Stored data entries
--- --- ---

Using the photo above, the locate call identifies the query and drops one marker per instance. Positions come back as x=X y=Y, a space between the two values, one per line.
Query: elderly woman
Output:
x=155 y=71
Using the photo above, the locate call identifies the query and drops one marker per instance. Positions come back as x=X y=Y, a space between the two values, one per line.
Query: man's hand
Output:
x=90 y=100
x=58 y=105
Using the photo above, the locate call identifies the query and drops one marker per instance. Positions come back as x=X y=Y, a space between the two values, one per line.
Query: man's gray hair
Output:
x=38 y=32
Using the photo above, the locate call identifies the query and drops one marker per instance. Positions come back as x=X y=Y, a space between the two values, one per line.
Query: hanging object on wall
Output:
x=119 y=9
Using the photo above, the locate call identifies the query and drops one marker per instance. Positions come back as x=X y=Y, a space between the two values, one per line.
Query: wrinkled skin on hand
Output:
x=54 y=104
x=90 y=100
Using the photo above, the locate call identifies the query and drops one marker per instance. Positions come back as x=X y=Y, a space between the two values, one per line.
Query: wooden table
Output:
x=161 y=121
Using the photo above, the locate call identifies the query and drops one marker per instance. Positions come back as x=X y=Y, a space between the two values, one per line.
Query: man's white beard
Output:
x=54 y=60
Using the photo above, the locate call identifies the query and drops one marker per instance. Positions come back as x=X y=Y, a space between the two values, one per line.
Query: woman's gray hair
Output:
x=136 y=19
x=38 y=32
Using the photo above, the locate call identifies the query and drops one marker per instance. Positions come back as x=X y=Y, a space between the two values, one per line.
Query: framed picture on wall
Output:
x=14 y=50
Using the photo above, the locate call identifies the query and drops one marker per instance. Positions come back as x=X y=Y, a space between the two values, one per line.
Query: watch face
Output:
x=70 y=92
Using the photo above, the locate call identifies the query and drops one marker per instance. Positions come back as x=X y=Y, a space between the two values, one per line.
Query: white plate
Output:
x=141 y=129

--- --- ---

Task prompt:
Copy each entry exactly.

Reply to the task:
Using the photo above, the locate call identifies the query and drops one marker per instance. Positions come back as x=X y=Y, a space between the two values, one per line.
Query: elderly woman
Output:
x=155 y=71
Using the photo above, the locate call identifies the query and drops one marker per instance. Positions come back as x=X y=Y, a space between the two values, one per line.
Query: man's hand
Output:
x=90 y=100
x=58 y=105
Using the photo above, the locate call identifies the query and drops one marker per instance. Positions come back as x=X y=Y, a space between the two values, one per line.
Query: man's gray hair
Output:
x=38 y=32
Using the photo above, the locate call identifies the query and drops one marker per instance. Positions come back as x=X y=Y, a space between the two values, one per line.
Query: hanging object on wall
Output:
x=119 y=9
Using the photo above, the locate call identifies the query and drops one marker per instance. Positions come back as x=X y=Y, a space between the two values, one per line.
Query: wrinkled skin on hand
Output:
x=54 y=104
x=90 y=100
Using the photo above, the locate call identifies the query and drops one marker per instance. Positions come back as x=X y=Y, a space between the two values, one per line.
Query: wooden table
Output:
x=161 y=121
Using the photo above, the locate call identifies the query and drops one marker per instance. Positions come back as x=X y=Y, a space between the two values, one per line.
Query: man's white beard
Output:
x=54 y=60
Using the photo above, the locate call identifies the query and drops one marker per instance. Positions come back as x=X y=Y, a space between the two values, one per line.
Query: woman's gray hair
Output:
x=136 y=19
x=38 y=32
Using the photo above, the locate call identifies the query and drops one marker per instance. Positions come back as x=X y=Y, a space between the two values, one per line.
Query: framed picture on wall
Output:
x=14 y=50
Using the photo above, the locate call identifies the query and drops one marker per instance. Positions come back as x=X y=Y, a space between the two values, one per line.
Query: watch face
Output:
x=70 y=92
Using the photo above, the locate call identifies the query and drops one marker per instance. Positions come back as x=X y=Y, a space between the two values, one per line.
Query: white plate
Output:
x=141 y=129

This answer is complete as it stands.